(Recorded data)
----

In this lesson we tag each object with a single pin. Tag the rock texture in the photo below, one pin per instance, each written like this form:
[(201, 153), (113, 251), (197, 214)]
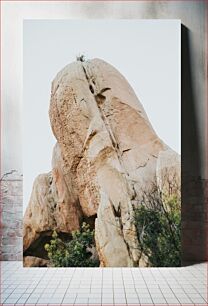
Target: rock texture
[(107, 152), (31, 261)]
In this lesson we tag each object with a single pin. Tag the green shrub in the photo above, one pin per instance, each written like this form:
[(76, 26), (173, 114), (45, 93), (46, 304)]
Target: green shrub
[(159, 230), (78, 252)]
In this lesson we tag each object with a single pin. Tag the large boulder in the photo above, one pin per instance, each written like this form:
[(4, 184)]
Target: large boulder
[(52, 206), (107, 154)]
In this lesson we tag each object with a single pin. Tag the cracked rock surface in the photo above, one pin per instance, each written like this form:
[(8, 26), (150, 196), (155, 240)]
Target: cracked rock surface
[(106, 153)]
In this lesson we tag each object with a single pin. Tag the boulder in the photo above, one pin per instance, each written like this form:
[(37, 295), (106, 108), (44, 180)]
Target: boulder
[(31, 261), (52, 205)]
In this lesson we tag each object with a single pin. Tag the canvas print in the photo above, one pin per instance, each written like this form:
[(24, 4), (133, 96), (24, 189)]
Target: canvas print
[(102, 169)]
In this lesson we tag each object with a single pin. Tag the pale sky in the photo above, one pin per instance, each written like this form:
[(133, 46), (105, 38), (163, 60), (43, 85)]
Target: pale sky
[(146, 52)]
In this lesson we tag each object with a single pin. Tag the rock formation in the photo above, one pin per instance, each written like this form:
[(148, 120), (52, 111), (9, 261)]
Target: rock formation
[(106, 153)]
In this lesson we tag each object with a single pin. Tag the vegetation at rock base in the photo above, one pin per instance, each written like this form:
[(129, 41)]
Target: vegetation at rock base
[(158, 224), (78, 252)]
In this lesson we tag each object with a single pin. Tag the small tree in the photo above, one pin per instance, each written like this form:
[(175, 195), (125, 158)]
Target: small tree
[(79, 252), (158, 224)]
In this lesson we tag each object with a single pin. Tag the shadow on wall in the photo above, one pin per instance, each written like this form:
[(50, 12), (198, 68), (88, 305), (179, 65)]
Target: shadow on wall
[(194, 223)]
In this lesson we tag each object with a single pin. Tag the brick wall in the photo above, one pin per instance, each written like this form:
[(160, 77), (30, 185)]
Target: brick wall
[(11, 212)]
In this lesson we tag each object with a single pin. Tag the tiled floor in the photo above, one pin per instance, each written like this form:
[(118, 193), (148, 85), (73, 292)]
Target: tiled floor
[(96, 286)]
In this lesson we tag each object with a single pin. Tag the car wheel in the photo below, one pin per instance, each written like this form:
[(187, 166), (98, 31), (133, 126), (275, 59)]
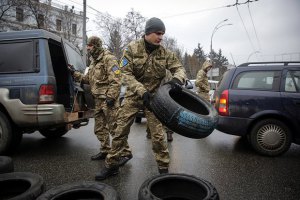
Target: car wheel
[(177, 186), (21, 186), (184, 112), (81, 190), (270, 137), (9, 138), (6, 164), (54, 132)]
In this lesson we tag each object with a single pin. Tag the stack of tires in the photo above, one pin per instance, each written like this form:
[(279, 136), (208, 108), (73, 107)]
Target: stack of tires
[(18, 185), (177, 186), (30, 186)]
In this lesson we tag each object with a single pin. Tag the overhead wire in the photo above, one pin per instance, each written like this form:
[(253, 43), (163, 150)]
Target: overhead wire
[(237, 3), (258, 41)]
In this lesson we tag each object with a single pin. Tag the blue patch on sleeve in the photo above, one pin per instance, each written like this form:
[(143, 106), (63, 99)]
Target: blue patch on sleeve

----

» **To do**
A complete answer reproduces every line of the records in which the word "blue" occurs.

» **Output below**
In this lesson we tag each object with a single pin. Tag the blue patch on sleeve in the photo above, one pin per instance, each written like this form:
Target: blue patch on sleeve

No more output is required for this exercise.